### MATERIAL FOR THIS EXERCISE
• • • • •

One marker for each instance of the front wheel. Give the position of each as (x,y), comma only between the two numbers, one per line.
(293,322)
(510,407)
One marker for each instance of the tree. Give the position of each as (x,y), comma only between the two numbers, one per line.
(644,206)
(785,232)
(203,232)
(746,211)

• • • • •

### WRITTEN PROBLEM
Nothing outside the span should appear: transcribe the lines from the one containing "One marker for each instance of the tree." through the last line of the records.

### EXERCISE OUTPUT
One marker for each instance of the tree. Give the position of each as (x,y), comma only between the two numbers, one per line.
(644,206)
(785,232)
(203,232)
(746,211)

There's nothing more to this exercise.